▶ [Short problem]
Can you express the entries as a JSON list of strings, one string per line with blank lines omitted, covering only the lines from the first line of the entries up to and including the line with "x=670 y=753"?

▶ [Extracted material]
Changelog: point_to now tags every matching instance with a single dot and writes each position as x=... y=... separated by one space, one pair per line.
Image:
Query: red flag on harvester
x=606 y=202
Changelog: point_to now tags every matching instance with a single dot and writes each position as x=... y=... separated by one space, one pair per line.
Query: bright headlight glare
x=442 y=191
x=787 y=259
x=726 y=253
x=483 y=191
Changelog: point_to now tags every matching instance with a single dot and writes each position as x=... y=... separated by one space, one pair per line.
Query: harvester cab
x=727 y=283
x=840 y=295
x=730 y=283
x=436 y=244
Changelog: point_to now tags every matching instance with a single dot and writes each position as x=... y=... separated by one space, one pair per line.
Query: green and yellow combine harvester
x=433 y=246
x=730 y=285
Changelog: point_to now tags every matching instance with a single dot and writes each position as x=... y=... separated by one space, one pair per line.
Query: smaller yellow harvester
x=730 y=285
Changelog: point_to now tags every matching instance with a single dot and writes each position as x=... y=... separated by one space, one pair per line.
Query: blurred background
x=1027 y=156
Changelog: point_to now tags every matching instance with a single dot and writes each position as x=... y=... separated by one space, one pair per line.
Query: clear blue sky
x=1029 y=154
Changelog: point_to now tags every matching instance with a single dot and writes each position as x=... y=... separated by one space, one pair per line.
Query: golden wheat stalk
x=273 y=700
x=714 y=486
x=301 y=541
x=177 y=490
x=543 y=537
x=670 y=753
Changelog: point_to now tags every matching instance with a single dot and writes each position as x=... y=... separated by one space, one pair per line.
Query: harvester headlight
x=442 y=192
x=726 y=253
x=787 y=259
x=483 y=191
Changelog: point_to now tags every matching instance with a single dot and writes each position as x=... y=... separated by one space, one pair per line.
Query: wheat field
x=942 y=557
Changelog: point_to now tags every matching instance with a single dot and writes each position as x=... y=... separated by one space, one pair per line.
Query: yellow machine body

▶ [Right answer]
[
  "Changelog: point_to now tags every matching instance with a single dot and writes each position as x=... y=... separated by one space, one pair per line.",
  "Image:",
  "Query: red flag on harvester",
  "x=606 y=202",
  "Changelog: point_to now tags every matching instance with a single dot and writes each position as x=... y=... separated by one space, one pair per line.",
  "Query: bright headlight glare",
  "x=442 y=191",
  "x=787 y=259",
  "x=726 y=253",
  "x=483 y=191",
  "Changelog: point_to now tags every matching instance with a single dot and writes each position as x=... y=... separated by one space, one pair per line.",
  "Query: harvester cab",
  "x=727 y=283",
  "x=840 y=295",
  "x=730 y=283",
  "x=436 y=244",
  "Changelog: point_to now tags every matching instance with a single dot and writes each position as x=... y=... separated by one space, one pair per line.",
  "Query: green and yellow combine harvester",
  "x=433 y=246",
  "x=730 y=285",
  "Changelog: point_to now tags every matching instance with a single dot and writes each position as x=... y=... separated by one space, one pair per line.",
  "Query: smaller yellow harvester",
  "x=730 y=285",
  "Changelog: point_to now tags every matching instance with a single dot and writes each position as x=... y=... separated by one space, one pair per line.",
  "Query: blurred background",
  "x=1027 y=156",
  "Changelog: point_to now tags every matching instance with a single dot and writes each position as x=... y=... separated by one space, one pair per line.",
  "Query: clear blue sky",
  "x=1029 y=154",
  "Changelog: point_to now tags every matching instance with a single dot and writes each position as x=... y=... separated by one space, one pair per line.",
  "Query: golden wheat stalk",
  "x=273 y=700",
  "x=714 y=486",
  "x=301 y=541",
  "x=177 y=490",
  "x=543 y=537",
  "x=670 y=753"
]